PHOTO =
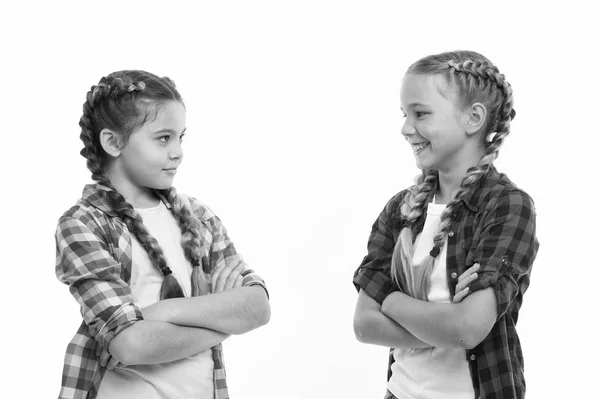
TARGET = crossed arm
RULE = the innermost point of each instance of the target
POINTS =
(405, 322)
(176, 328)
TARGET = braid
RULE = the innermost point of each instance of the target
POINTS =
(412, 207)
(477, 79)
(121, 102)
(190, 241)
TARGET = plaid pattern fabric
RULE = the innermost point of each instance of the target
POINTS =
(495, 227)
(94, 258)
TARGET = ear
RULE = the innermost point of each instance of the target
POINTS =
(111, 142)
(475, 117)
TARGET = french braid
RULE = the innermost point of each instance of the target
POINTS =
(476, 79)
(121, 102)
(191, 241)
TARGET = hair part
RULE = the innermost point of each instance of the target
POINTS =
(470, 78)
(123, 102)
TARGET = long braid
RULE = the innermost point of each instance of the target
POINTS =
(412, 208)
(473, 77)
(191, 241)
(106, 93)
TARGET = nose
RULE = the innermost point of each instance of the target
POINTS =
(407, 129)
(176, 150)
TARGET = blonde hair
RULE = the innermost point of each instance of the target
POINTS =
(475, 79)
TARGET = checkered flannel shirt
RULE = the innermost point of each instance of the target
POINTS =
(495, 227)
(94, 258)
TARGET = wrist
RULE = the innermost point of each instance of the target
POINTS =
(388, 302)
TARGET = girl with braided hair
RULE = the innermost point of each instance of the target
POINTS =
(450, 258)
(158, 280)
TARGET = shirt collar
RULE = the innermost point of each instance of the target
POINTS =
(94, 194)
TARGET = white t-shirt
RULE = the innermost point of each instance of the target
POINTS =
(191, 377)
(435, 372)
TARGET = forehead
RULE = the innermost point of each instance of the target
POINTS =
(170, 114)
(422, 89)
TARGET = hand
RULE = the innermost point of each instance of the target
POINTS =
(106, 360)
(226, 277)
(462, 288)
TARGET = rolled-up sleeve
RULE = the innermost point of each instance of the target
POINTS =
(85, 264)
(373, 275)
(506, 248)
(221, 251)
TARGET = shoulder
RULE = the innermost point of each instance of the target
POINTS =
(201, 211)
(500, 194)
(392, 207)
(83, 219)
(80, 213)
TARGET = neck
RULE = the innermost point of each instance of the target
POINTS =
(138, 196)
(449, 180)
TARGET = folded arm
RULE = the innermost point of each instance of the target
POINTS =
(463, 325)
(371, 326)
(235, 311)
(154, 342)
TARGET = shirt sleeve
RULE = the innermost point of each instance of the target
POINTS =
(222, 250)
(85, 264)
(507, 248)
(373, 275)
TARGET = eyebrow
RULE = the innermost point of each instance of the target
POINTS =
(168, 130)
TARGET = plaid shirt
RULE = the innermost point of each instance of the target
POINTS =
(495, 227)
(94, 257)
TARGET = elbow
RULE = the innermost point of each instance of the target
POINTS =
(127, 346)
(470, 336)
(258, 311)
(123, 349)
(360, 328)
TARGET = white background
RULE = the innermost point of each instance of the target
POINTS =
━━━━━━━━━━━━━━━━
:: WHAT THE TASK ASKS ::
What is needed is every line of the records above that contains the word "shirt".

:: ANSWER TO THIS TASK ::
TARGET = checkered flannel shirt
TARGET = shirt collar
TARGET = white t-shirt
TARGET = shirt sleeve
TARGET = plaid shirt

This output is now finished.